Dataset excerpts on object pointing
______

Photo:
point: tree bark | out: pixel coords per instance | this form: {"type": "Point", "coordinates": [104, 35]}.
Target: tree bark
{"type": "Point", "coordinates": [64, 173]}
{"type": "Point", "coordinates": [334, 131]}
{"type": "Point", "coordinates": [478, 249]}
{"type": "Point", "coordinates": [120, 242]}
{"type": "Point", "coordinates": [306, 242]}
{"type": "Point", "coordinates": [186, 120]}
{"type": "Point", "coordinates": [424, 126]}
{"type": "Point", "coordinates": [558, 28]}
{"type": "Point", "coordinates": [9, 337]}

______

#### [Task statement]
Convert the lines of the material into a JSON list of strings, one string per line, omitting any blank lines.

#### [Reply]
[
  "Photo:",
  "point: tree bark | out: pixel coords per instance | this form: {\"type\": \"Point\", \"coordinates\": [104, 35]}.",
  "Target: tree bark",
  "{\"type\": \"Point\", \"coordinates\": [64, 173]}",
  "{\"type\": \"Point\", \"coordinates\": [334, 131]}",
  "{\"type\": \"Point\", \"coordinates\": [478, 249]}",
  "{\"type\": \"Point\", \"coordinates\": [120, 242]}",
  "{\"type\": \"Point\", \"coordinates\": [306, 242]}",
  "{\"type\": \"Point\", \"coordinates\": [186, 120]}",
  "{\"type\": \"Point\", \"coordinates\": [424, 126]}",
  "{\"type\": \"Point\", \"coordinates\": [558, 28]}",
  "{\"type\": \"Point\", \"coordinates\": [9, 337]}"
]